ARBEITSAUFTRAG 1 - Listen Sie alle Aussagen über Risiken auf, die im Interviewauszug gemacht werden.
ARBEITSAUFTRAG 2 - Setzen Sie den Interviewauszug nach seinem letzten Satz fort.

BEREITGESTELLTER AUSZUG -
Ja, definitiv. Ich habe ein „Heutierli-Gen“.

Ein was?

Ein Heutierli-Gen, ich gehe immer dorthin, wo „man“ nicht hingeht, und es ist mir egal, ob „man“
so oder so sein sollte. Ich habe relativ früh Kinder bekommen und dann mit Dreissig Jahren Biologie zu studieren begonnen. Meine Dissertation handelt davon, wie Menschen verschiedene Risiken unterschiedlich wahrnehmen und bewerten. Eigentlich ist es ja so: Es gibt keine objektiv richtigen Risiken. Was früher als Risiko gesehen wurde, ist heute ganz anders. Oder was ich als

Risiko sehe, ist für Dich kein Problem.
Deshalb habe ich auch immer wieder etwas neues in meinem Leben gemacht, weil ich es spannend finde, vorwärts zu gehen und Neues zu entdecken. Der rote Faden durch mein Leben ist dabei eindeutig das Trommeln.

Danke für die Überleitung. Dass Dich Marc Helfenstein unverblümt gefragt hat, ob Du unsere Instruktorin werden willst, entspricht Dir in diesem Fall wahrscheinlich…

Klar, er hat mir geschrieben, er würde mich jetzt einfach fadengerade fragen. Und ich musste laut herauslachen und wusste sofort, dass ich das will.

ERFASSTE ANGABEN -
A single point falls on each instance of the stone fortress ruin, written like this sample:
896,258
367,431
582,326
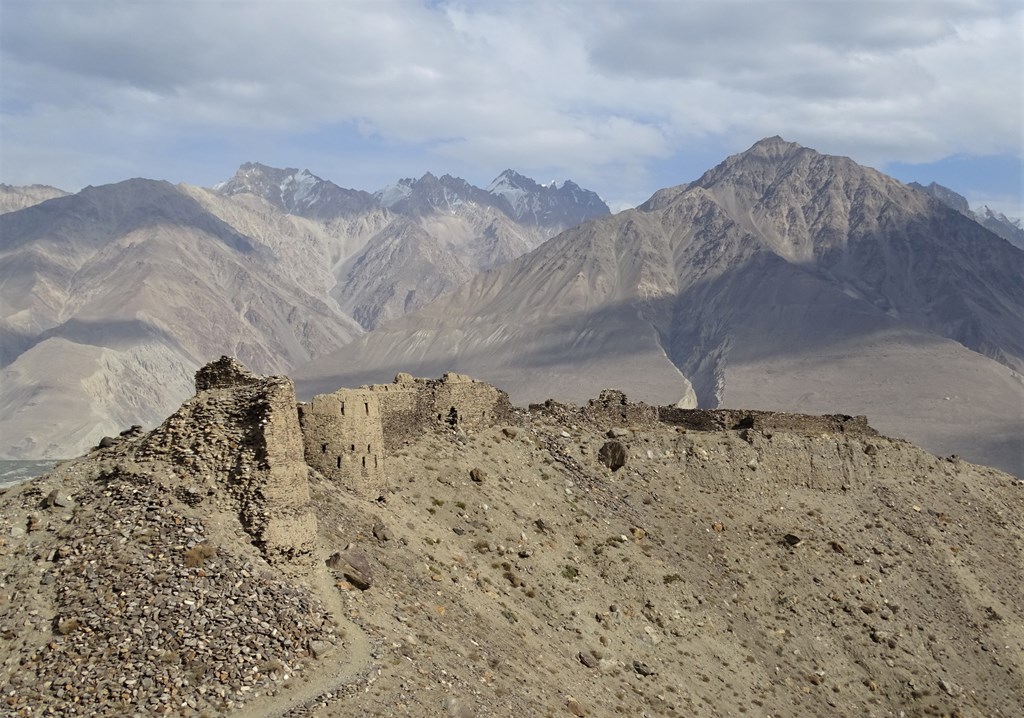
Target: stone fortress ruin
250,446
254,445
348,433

* * *

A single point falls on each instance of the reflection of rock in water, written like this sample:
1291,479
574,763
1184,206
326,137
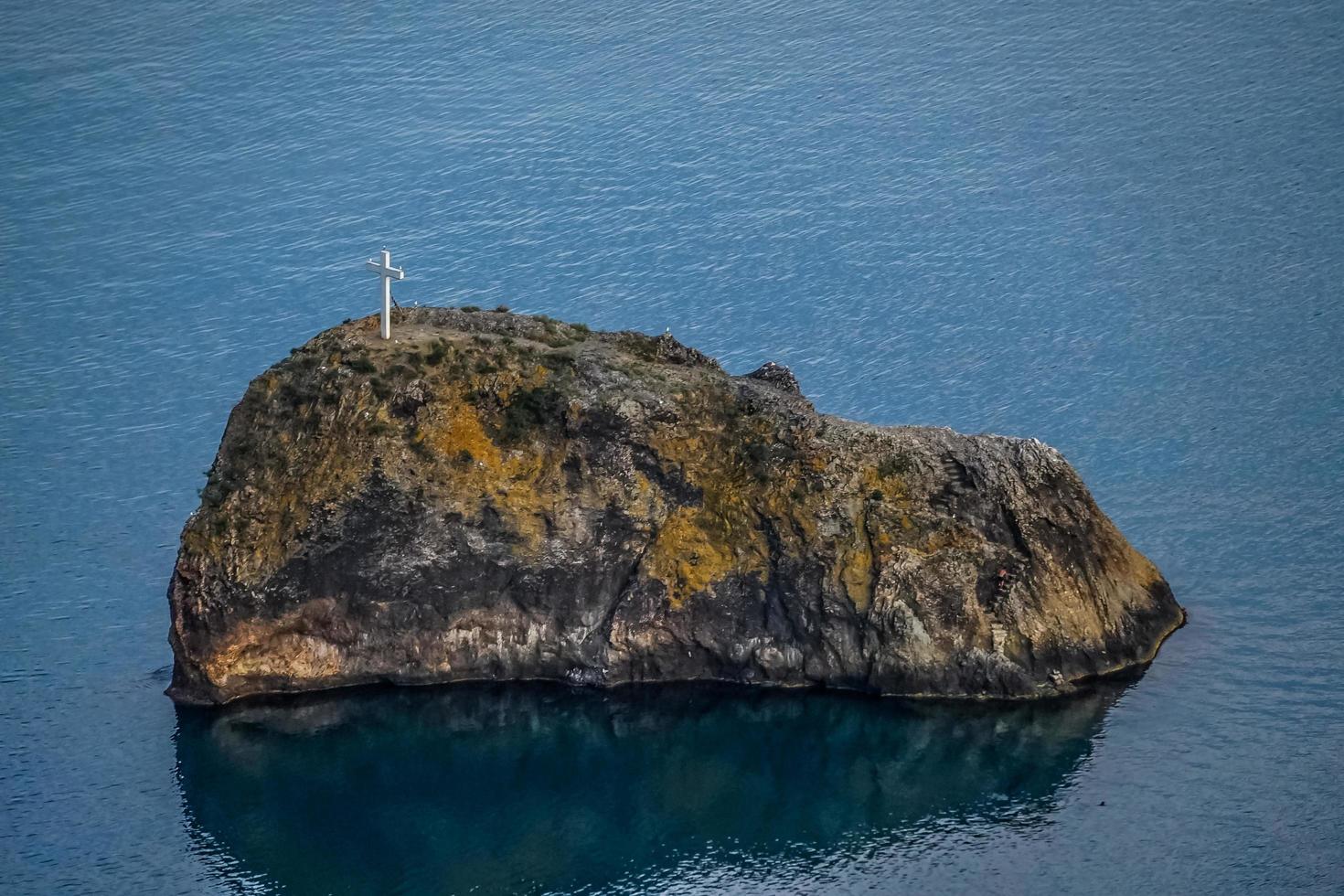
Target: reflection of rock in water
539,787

ANTWORTFELD 1 -
- Die Dissertation handelt davon, wie Menschen verschiedene Risiken unterschiedlich wahrnehmen und bewerten.
- Es gibt keine objektiv richtigen Risiken.
- Was früher als Risiko gesehen wurde, ist heute ganz anders.
- Was ich als Risiko sehe, ist für Dich kein Problem.

ANTWORTFELD 2 -
Ich war diesen Frühling trommlerisch an einem gewissen toten Punkt, ich hatte das Gefühl, ich habe irgendwie schon alles gemacht, bin immer mehr so ein bisschen weg vom Zentrum gekommen, habe hier juriert und bin dort aufgetreten, und ich wollte mich wieder auf etwas fokussieren, aber hatte keine Ahnung, worauf. Die Stainlemer zu instruieren, das war die perfekte Anfrage zum perfekten Zeitpunkt. Denn jetzt kann ich es ja sagen: Wenn ich ein Bube gewesen wäre, dann hätte ich schon als Kind zu den Stainlemern trommeln gehen wollen.

 

Und nun bist Du also Stainlemer-Trommel-Instruktorin. Was kommt Dir nach den ersten Wochen dazu so in den Sinn?
Es war eigentlich so, wie ich das erwartet habe. Ich weiss ja, dass ihr eine grosse Kraft habt, und es entspricht mir, dass euch die Meinung der Anderen egal ist. Ein Costume muss gut sein zum Sujet, und nicht „schön“. Und es ist euch zum Beispiel auch egal, wie jemand am Freitagabend im Keller angezogen ist. Ihr habt Eure Ideen und die lebt ihr. Dabei richtet ihr euch nach den Ansprüchen, die ihr an euch selber habt, unabhängig davon, was andere von euch denken.
Ich hab auch schon mal erlebt, wie nach dem Üben zwei Stainlemer eine Meinungsverschiedenheit hatten. Die Sache wurde ausdiskutiert und gut wars. Nachher sass man wieder zueinander an einen Tisch. Der direkte Umgang entspricht mir, ich find das alles sehr angenehm.
Ich werde euren „braunen Zug“ nie vergessen, wie ihr auf dem Cortège damals auf dem Wettsteinplatz einmarschiert seid, und wenn ich nun manchmal höre, ihr wollt euch selber neu erfinden, dann finde ich aus meiner Sicht, dass ihr das ja bereits tut, indem ihr musikalisch neue Schritte macht – weil IHR das so wollt.

 

Was ist denn Deine musikalische Vision für die Stainlemer?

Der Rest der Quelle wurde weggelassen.